Exercise: In the lines below, find the one that contains "Annotation task: tag one point per instance of the yellow tower" and write it out exactly, along with every line that follows it.
= = = = = = =
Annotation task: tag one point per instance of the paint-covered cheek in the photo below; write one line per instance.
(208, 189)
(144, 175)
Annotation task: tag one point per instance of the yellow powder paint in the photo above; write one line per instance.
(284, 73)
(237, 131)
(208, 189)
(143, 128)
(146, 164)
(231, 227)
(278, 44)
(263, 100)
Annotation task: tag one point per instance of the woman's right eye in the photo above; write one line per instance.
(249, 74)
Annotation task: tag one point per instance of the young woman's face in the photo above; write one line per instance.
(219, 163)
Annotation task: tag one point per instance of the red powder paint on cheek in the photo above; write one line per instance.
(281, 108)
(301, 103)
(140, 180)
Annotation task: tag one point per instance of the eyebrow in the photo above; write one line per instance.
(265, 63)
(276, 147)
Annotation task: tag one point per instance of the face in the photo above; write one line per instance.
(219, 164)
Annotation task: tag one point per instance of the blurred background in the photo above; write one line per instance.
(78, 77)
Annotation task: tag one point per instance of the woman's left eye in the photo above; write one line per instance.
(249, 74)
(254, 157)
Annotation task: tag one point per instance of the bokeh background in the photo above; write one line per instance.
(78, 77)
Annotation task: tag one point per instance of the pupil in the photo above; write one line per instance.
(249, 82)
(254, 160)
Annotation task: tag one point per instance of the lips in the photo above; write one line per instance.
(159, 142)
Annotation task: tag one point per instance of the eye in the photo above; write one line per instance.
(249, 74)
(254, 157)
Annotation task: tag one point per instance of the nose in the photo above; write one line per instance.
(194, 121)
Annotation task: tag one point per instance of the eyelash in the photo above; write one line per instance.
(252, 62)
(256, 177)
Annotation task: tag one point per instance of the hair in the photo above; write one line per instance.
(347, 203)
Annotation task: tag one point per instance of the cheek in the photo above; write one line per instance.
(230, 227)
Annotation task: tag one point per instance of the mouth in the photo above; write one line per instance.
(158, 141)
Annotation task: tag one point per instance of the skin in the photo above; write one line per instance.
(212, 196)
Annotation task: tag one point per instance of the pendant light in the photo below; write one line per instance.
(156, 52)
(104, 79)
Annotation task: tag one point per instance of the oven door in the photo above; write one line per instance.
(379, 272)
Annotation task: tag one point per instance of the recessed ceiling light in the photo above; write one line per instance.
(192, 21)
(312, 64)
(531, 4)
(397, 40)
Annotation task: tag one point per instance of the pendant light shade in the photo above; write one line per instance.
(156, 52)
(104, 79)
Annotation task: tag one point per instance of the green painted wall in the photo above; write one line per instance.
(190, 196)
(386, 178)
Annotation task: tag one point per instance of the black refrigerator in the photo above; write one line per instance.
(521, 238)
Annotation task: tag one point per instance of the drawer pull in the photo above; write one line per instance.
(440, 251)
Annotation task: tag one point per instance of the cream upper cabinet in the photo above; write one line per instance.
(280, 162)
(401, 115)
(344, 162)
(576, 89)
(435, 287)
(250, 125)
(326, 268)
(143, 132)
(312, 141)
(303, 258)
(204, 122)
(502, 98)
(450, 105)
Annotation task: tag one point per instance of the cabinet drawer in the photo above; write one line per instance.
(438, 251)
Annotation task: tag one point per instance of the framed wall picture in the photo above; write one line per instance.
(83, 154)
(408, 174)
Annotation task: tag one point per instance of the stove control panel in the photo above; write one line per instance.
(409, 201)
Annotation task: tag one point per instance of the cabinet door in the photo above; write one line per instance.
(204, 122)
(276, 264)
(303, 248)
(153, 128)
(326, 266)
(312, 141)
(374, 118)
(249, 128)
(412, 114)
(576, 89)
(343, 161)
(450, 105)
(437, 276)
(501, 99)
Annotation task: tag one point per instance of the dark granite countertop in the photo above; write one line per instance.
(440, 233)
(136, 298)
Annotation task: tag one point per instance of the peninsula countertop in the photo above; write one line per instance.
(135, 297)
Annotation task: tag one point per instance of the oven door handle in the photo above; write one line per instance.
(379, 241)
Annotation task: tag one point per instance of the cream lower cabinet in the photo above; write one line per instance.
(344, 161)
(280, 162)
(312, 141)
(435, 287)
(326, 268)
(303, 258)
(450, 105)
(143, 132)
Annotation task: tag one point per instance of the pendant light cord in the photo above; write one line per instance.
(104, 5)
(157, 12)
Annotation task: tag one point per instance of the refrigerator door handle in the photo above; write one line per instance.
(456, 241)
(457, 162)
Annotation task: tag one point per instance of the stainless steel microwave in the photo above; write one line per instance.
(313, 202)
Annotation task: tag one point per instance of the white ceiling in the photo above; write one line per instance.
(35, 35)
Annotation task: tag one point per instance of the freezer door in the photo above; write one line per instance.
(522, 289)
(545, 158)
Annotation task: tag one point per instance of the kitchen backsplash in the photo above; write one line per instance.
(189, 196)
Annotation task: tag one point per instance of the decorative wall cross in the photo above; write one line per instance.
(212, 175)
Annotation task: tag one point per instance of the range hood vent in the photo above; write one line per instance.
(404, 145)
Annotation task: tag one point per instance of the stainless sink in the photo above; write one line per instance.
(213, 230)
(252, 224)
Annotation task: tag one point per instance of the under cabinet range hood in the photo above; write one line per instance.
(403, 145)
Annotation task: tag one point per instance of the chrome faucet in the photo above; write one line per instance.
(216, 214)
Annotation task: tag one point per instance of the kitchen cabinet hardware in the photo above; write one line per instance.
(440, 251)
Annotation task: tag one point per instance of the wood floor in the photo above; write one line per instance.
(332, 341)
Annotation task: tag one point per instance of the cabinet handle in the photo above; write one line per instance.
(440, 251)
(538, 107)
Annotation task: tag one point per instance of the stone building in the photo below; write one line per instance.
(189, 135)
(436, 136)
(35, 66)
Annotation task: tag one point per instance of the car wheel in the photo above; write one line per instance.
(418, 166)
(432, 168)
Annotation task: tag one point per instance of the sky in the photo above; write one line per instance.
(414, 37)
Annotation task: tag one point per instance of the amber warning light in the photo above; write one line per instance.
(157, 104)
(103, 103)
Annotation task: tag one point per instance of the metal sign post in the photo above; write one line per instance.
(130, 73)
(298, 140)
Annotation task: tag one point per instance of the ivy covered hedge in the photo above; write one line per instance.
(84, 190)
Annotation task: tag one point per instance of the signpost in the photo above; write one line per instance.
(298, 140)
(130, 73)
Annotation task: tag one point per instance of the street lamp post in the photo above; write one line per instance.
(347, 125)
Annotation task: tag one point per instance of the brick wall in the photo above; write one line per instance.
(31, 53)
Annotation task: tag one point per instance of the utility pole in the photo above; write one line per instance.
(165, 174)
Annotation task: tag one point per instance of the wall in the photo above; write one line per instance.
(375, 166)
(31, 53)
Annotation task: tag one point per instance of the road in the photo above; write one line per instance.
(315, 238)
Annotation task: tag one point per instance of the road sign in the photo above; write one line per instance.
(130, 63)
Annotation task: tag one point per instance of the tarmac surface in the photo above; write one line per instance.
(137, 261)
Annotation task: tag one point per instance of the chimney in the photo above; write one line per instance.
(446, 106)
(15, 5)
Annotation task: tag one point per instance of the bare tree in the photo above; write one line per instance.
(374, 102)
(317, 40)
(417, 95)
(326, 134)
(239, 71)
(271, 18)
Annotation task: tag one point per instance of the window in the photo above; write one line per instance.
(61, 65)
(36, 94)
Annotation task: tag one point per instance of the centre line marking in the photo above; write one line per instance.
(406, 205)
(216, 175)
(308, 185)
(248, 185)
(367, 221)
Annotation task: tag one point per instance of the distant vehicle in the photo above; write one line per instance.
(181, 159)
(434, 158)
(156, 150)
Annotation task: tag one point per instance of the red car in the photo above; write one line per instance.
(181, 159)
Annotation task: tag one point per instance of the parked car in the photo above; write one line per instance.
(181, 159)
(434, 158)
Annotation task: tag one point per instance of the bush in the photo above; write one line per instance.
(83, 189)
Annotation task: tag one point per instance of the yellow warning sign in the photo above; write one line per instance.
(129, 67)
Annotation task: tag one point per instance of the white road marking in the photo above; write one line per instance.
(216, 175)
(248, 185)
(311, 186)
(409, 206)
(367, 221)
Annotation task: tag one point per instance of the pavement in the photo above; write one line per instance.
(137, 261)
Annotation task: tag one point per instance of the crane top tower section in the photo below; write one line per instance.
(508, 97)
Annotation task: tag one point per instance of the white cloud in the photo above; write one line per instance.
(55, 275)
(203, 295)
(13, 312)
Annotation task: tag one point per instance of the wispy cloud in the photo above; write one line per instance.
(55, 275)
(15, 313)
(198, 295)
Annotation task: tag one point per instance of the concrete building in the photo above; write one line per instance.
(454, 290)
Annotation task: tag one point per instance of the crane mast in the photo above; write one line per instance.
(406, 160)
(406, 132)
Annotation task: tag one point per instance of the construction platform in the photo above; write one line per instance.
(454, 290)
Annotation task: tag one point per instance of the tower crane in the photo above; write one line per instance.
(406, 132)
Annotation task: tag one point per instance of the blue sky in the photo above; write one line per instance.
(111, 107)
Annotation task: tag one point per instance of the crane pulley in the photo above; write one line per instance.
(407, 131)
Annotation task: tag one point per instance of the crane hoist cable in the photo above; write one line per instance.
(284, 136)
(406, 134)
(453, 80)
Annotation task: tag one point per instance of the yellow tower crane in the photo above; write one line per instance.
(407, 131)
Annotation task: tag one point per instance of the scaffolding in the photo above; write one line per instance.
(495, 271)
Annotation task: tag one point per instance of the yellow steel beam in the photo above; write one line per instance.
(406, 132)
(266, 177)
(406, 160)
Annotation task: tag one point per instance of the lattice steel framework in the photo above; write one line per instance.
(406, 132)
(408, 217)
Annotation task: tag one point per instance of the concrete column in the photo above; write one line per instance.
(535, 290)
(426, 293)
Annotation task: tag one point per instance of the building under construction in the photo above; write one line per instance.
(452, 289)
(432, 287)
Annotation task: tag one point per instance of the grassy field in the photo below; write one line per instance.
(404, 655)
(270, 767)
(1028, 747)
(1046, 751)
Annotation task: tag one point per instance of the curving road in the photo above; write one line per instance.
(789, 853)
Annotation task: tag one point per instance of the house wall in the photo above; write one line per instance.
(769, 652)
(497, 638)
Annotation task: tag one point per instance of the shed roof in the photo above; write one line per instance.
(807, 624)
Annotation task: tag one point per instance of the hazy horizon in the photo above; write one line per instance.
= = = = = = =
Answer to this task:
Annotation task: tag one point per instance of the yellow tower crane in the photo above; write one line per instance.
(407, 131)
Annotation task: tag one point per instance of the scaffolding in the photo above; write one line per instance.
(495, 271)
Annotation task: tag one point per instance of the yellow steel beam in the photo above; write one line per instance.
(406, 132)
(266, 177)
(406, 160)
Annotation task: tag one point per instance of the lattice steel framework in the photo above; write one line per instance.
(406, 132)
(408, 217)
Annotation task: tag one point per instance of the concrete column in the photo above; write one line per instance.
(535, 290)
(426, 293)
Annotation task: tag one point per instance of the building under construction in the photo above; write one line per instance.
(452, 289)
(432, 287)
Annotation task: tag one point per instance of the grassy field in the photo below; write one line per instance.
(404, 655)
(270, 767)
(1028, 747)
(1046, 751)
Annotation task: tag one point per instance of the curving road in the photo above; write one line per instance.
(789, 853)
Annotation task: tag one point per instance of the house wall in the photo above; write one line per instance.
(769, 652)
(497, 638)
Annotation task: tag one point per instance of the shed roof in the photo above; write one line per instance.
(807, 624)
Annotation task: tag one point per instance of the hazy horizon in the photo above; write one line per instance.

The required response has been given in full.